## What is being asked
Could you reproduce the stretch of the text below that opens with "Do you honestly" and closes with "her will change her mind?", replacing "newsgroup" with "message board"?

## Text
****************

Do you honestly think that telling her that people on a newsgroup think
she's wrong will change her mind? Or even that parents she KNOWS
disagree with her will change her mind?

My son sort of tried that one recently: he pointed out that his best
friend's mom (and a good friend of mine) bought her daughter a CAR when
she sent her away to college: didn't I want to be as good a mommy as
she was?

It didn't work (nor did he really expect it to -- he knows it's
financially out of reach for us, and had a hard time keeping a straight
face even as he asked.) I'm willing to ask other people's opinions
about a lot of things -- but not everything -- but if I feel firmly
about something, finding out that I'm in the minority isn't likely to
change my mind.

I suggested the only thing I think is likely to change your mom's mind,
and that is to demonstrate that you are finding a way to move out and
get away from her control. (I don't believe that Steve's threats would
actually work for most parents -- I suspect they would just increase the
tension.)

****************

## Extracted data
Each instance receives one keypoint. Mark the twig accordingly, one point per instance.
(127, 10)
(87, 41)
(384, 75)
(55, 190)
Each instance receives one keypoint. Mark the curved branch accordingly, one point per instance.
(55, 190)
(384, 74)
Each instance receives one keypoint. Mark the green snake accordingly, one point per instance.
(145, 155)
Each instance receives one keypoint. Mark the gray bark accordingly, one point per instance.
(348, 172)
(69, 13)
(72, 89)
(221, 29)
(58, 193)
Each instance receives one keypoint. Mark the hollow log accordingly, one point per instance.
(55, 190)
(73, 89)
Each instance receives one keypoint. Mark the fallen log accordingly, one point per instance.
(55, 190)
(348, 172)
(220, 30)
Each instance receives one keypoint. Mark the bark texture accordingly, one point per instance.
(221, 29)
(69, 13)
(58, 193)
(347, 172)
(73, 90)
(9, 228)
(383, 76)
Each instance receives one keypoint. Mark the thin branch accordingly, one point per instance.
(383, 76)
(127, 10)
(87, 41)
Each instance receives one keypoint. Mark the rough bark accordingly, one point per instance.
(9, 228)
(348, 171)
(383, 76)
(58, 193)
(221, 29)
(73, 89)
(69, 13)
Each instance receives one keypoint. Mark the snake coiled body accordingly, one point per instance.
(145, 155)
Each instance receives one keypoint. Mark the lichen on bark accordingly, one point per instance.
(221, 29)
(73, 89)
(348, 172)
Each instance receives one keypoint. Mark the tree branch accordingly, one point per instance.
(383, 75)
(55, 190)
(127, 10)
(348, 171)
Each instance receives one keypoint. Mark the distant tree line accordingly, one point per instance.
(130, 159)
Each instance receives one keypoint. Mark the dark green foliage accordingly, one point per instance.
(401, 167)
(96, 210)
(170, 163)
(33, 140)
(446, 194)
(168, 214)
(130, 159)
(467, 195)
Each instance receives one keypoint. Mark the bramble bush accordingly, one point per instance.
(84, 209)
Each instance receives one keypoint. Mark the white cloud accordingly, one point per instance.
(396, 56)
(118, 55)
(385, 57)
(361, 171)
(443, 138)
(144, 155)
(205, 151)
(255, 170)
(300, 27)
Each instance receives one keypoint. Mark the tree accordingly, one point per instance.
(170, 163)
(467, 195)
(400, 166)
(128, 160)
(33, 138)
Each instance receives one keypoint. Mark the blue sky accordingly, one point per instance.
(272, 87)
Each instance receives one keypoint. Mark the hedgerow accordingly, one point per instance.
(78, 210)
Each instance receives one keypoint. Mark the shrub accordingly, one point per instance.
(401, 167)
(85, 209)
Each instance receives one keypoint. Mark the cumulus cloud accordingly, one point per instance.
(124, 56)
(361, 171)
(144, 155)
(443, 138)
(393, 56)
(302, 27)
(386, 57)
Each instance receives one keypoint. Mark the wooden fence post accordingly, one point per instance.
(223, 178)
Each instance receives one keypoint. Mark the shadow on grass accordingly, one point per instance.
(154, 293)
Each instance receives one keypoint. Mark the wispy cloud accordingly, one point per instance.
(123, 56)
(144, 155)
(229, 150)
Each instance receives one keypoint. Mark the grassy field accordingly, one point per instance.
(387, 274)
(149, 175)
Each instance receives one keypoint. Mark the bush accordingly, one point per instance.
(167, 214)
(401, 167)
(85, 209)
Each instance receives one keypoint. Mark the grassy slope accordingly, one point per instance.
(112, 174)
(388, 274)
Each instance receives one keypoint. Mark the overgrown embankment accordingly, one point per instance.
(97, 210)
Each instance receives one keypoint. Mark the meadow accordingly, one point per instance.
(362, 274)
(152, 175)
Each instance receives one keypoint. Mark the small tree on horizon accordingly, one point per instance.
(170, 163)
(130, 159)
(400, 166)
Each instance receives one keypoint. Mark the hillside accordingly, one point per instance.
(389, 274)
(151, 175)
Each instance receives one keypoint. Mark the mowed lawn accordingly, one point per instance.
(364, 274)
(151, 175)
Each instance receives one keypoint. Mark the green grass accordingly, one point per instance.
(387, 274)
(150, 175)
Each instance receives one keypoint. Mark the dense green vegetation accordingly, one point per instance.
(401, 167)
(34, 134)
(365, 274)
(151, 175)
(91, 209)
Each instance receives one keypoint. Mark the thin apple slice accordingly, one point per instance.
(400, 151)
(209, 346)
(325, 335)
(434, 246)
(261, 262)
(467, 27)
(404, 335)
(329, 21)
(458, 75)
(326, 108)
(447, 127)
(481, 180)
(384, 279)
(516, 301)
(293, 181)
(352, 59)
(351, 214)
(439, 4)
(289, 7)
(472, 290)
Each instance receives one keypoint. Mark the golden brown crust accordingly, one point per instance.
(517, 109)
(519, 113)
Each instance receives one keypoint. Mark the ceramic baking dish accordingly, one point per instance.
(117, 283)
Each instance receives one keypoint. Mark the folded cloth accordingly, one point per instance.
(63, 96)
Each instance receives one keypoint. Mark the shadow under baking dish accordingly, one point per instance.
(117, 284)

****************

## Result below
Do you honestly think that telling her that people on a message board think
she's wrong will change her mind? Or even that parents she KNOWS
disagree with her will change her mind?